* _Excerpt to read_
Start
Dual-state support is implemented by providing an alternate entry point for a function. This alternate entry
point is used by functions requiring a state change. Dual-state support handles the change to the correct
state and, if needed, changes the function back to the state of the caller when it returns. Also, indirect
calls set up the return address so that once the called function returns, the state can be reliably changed
back to that of the caller.
14.5.3 Naming Conventions for Entry Points (CCS 3.x)
Most of the CCS 3.x compilers reserves the name space of all identifiers beginning with an underscore (_)
or a dollar sign ($). In this dual-state support scheme, all 32-BIS state entry points begin with an
underscore, and all 16-BIS state entry points begin with a dollar sign. All other compiler-generated
identifiers, which are independent of the state of the processor, begin with an underscore. By this
convention, all direct calls within a 16-bit function refer to the entry point beginning with a dollar sign and
all direct calls within a 32-bit function refer to the entry point beginning with an underscore.
End
* _Direction 1_
In the entry-point naming conventions excerpt, what character begins every 16-BIS state entry point?

(Image box annotation records)
Start
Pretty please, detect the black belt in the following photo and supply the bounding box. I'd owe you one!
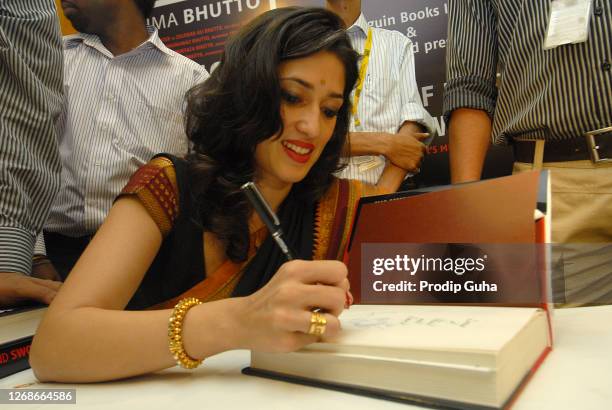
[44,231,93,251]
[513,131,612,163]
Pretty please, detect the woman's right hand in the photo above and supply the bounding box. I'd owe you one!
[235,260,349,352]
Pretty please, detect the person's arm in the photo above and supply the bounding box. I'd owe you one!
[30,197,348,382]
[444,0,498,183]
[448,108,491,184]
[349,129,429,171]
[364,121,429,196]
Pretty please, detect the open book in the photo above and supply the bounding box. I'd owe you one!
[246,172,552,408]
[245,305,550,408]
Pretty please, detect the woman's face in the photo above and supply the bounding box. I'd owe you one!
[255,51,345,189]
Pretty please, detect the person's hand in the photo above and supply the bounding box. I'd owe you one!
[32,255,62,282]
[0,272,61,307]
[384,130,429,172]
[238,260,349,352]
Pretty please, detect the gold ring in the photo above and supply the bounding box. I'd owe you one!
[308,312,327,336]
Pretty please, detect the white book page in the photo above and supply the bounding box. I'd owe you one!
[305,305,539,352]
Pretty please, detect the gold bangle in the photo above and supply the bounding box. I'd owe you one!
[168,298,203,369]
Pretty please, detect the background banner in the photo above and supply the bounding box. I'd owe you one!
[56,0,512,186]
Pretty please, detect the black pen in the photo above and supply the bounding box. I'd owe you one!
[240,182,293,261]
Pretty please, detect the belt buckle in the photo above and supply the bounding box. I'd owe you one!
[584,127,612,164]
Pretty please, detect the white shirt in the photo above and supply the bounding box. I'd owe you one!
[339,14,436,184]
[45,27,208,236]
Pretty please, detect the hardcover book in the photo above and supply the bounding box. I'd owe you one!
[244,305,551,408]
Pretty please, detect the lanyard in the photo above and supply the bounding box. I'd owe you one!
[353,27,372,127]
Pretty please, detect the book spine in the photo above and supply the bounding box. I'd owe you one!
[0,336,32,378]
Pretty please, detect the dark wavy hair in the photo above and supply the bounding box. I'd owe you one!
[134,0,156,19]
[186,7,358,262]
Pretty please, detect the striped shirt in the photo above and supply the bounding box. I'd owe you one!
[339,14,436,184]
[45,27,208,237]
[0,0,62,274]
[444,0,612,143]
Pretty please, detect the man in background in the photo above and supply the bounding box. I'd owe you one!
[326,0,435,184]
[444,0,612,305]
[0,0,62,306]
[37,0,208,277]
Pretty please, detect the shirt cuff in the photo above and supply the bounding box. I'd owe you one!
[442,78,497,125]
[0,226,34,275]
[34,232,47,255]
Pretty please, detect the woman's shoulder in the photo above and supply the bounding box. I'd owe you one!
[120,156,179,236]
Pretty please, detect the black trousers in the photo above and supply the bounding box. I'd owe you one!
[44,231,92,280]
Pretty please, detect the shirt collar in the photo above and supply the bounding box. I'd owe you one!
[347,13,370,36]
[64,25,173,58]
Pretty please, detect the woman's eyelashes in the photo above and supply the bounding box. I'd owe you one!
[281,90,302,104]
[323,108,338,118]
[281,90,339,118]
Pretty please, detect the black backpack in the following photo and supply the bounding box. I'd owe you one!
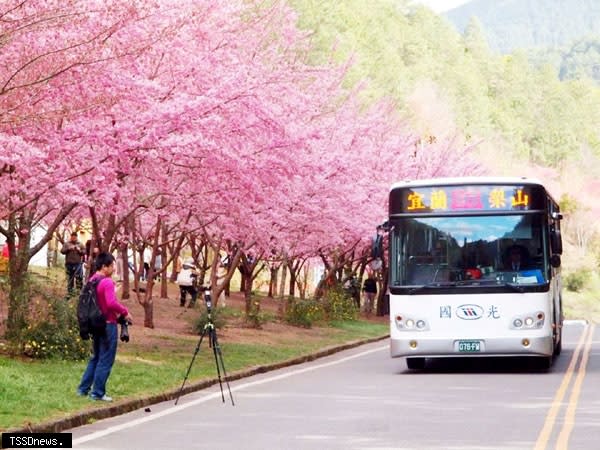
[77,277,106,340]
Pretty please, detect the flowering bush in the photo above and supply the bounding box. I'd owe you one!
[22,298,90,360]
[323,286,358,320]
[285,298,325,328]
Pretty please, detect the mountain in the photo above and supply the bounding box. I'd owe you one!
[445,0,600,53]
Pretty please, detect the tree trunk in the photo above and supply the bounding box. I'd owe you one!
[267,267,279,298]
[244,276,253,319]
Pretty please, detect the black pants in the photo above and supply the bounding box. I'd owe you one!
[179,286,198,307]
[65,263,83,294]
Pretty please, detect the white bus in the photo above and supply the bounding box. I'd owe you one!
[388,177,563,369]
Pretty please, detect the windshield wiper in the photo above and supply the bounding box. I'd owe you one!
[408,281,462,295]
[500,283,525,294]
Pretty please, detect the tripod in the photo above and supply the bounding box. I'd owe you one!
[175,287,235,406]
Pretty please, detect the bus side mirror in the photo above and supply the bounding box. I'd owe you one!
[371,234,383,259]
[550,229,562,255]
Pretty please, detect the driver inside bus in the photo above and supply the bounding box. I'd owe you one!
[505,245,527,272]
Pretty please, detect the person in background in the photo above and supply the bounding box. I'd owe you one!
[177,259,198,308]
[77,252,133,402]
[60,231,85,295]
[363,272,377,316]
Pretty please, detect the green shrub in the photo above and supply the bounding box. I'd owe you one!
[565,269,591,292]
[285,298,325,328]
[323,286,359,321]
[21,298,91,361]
End
* _Direction 2_
Arrange the records from the line with "Pretty please, detect the black pen" up to and including the line with "[77,277,106,340]" as a two-column CSV headed request and box. Give one row per request, with its text and its answer each in a single quoted field and line breaks replaced by spaces, and leave the pictures out.

* _Right answer 1_
A dollar sign ($).

* _Right answer 2_
request,box
"Pretty please, detect the black pen in the photo above and supply the bounding box. I'd owe you one!","[240,182,293,261]"
"Pretty please, detect the belt buckle in the photo above and supply the bounding box. I'd owe you one!","[584,127,612,164]"
"Pretty please, detect the white shirt in the photo above and supply the bounding box. I'd owe you one!","[339,14,436,184] [45,27,208,236]"
"Pretty please, detect the hardcover book in the photo above and supply the bounding box. I'd owe you one!","[244,305,551,408]"
"Pretty please, detect the lanyard in the photo above and supply the bounding box. I'd owe you one!","[353,27,372,127]"
"Pretty please, detect the book spine in the photo above and supply the bounding box. I'd owe you one!","[0,336,32,378]"
"Pretty please, detect the dark wavy hair in the photo above and supply the bounding box. I'd owe you one!","[134,0,156,19] [186,7,358,262]"
"Pretty please, detect the striped shirt in the photo above and supply the bounding box. I'd owe you one!","[339,14,436,184] [45,27,208,237] [0,0,62,274] [444,0,612,143]"
"Pretty please, detect the man in background in the photo above and supply the bounding box. I'd owe you one!","[326,0,435,184] [444,0,612,305] [0,0,62,306] [37,0,208,277]"
"Pretty please, detect the shirt cuff in the photo above and supply the bounding box. I'd owe you one!","[442,78,497,125] [0,226,34,275] [34,232,47,255]"
"Pretty please, detect the woman's shoulder in the photo above and supply the bounding box. I'd owe you one!","[120,156,179,236]"
"Pretty please, detect the black trousers in the photo above and supply the bounding box. I'd owe you one!","[44,231,92,280]"
"Pretty please, detect the shirt collar in the photo above and supply the bounding box. I'd owe you one!","[347,13,370,36] [64,25,173,58]"
"Pretty please, detect the woman's eyelashes in the photo above and supply the bounding box. I'd owe you one!","[281,90,302,104] [323,108,338,118] [281,90,339,118]"
"Pretty please, detect the black backpack in the following photo and supply the bounding box. I'd owe you one!","[77,277,106,340]"